**WHAT YOU ARE ASKED TO DO:** Using the material below, work out how many lines contain the word "chair". Reply with the number and nothing more.

Segment Open

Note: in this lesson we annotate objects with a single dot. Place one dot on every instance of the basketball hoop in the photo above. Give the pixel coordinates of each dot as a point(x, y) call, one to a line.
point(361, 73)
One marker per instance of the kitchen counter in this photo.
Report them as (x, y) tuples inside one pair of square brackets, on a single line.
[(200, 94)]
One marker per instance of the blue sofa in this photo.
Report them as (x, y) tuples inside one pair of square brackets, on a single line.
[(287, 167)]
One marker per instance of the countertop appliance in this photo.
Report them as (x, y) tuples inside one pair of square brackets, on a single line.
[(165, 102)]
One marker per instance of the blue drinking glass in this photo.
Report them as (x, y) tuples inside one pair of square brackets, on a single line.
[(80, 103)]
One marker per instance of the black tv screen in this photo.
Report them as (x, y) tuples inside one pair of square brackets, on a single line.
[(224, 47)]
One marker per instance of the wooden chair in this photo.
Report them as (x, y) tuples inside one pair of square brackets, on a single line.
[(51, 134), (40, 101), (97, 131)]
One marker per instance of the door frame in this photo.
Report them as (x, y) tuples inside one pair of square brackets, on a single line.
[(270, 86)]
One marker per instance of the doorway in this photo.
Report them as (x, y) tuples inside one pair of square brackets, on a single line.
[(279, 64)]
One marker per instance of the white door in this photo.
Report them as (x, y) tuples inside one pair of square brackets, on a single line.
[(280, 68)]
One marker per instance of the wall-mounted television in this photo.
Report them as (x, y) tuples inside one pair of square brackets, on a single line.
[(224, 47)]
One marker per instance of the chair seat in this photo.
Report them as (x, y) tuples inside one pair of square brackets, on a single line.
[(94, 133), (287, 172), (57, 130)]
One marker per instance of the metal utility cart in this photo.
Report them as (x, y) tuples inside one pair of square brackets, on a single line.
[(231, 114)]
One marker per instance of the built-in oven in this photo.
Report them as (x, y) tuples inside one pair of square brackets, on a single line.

Segment Closed

**ANSWER TO THE PROBLEM:** 2